[Entries from a pointing dataset]
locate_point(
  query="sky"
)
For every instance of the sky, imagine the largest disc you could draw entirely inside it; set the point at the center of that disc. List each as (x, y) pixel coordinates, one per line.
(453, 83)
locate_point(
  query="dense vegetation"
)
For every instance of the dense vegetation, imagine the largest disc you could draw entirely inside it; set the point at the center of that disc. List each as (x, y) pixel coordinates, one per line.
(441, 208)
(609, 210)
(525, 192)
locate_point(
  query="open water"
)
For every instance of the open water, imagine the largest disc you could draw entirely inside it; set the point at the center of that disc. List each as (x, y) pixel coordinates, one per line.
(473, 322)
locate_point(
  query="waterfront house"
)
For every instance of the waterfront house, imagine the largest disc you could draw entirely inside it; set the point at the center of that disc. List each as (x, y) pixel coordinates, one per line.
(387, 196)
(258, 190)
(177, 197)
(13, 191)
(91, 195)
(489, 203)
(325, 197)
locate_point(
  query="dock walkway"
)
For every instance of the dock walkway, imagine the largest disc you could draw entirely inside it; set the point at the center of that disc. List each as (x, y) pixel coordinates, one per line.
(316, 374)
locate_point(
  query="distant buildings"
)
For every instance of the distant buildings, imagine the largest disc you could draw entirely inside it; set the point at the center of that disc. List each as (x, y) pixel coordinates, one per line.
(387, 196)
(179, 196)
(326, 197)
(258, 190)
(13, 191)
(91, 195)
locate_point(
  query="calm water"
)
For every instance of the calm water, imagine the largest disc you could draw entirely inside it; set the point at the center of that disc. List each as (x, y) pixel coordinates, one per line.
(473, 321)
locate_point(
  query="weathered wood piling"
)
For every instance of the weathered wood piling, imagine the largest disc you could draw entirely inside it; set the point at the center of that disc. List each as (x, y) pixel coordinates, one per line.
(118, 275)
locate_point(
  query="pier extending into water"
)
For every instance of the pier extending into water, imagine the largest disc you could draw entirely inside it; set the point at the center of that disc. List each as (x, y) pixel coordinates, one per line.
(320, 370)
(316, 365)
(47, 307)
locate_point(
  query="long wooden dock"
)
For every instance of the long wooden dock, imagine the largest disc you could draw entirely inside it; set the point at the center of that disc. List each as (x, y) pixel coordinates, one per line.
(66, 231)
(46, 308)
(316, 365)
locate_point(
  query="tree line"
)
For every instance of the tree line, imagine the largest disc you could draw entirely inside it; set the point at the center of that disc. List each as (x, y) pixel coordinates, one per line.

SHORT TASK: Retype the material in full, character for character.

RESULT OF THIS EXERCISE:
locate_point(
  query="sky"
)
For every instance of the sky, imagine the largest disc you could draw entirely inside it; set the point at the center of that disc. List each as (x, y) pixel coordinates, one per line.
(453, 83)
locate_point(
  query="dense vegetation"
)
For every instance of the dense vegetation, imagine the largest disc you could draw entirely inside it; set the point at the center of that disc. List each as (x, y) pixel coordinates, one per line.
(441, 208)
(609, 210)
(525, 192)
locate_point(
  query="open water"
)
For every instance of the open water, imagine the largest disc you could draw entirely inside it; set the point at the center of that disc. List each as (x, y) pixel coordinates, one per line.
(473, 322)
locate_point(
  query="waterfront house"
)
For every instance of the waterfront house, imagine the largest disc you could draw entirely inside it; set the point at the center of that disc. List each as (x, y) pixel coordinates, one per line.
(387, 196)
(258, 190)
(177, 197)
(13, 191)
(91, 195)
(489, 203)
(325, 197)
locate_point(
  query="dock walkway"
)
For every instance of the dock walkway, imagine the largest disc you could draw entirely inside it; set the point at the center of that disc. List each as (x, y) pixel coordinates, one per line.
(316, 374)
locate_point(
  query="distant buildings"
)
For every instance of the distant buildings, imagine the largest disc you could draw entirely inside it; set the point at the center of that disc. List each as (x, y) pixel coordinates, one per line.
(387, 196)
(179, 196)
(326, 197)
(258, 190)
(13, 191)
(91, 195)
locate_point(
  query="calm water"
)
For every instance of the calm water, imagine the largest disc you could draw entirely inside it; set the point at the center of that disc. List each as (x, y) pixel coordinates, one per line.
(473, 321)
locate_point(
  query="weathered wood piling"
)
For every instance of the weathered wood piling, imagine the largest disc you could draw entirely inside it; set the point at the center of that disc. List each as (x, y) pixel coordinates, one per line.
(118, 275)
locate_point(
  query="pier extending into water"
)
For every instance of the pier extending into water, imagine the largest disc you could draw entirely inside it; set the point at the center of that disc. List each as (x, y) pixel coordinates, one per line.
(320, 370)
(316, 365)
(47, 307)
locate_point(
  query="long wooden dock"
)
For every instance of the long wooden dock, imagine the largest disc you could draw entirely inside it; set the point at the center of that disc. List each as (x, y) pixel coordinates, one per line.
(66, 231)
(46, 308)
(316, 365)
locate_point(
  query="tree line"
)
For every instance of the tree line, imagine the largest disc you could draw entirely inside it; set the point at the center of that disc. List each as (x, y) pixel coordinates, one per line.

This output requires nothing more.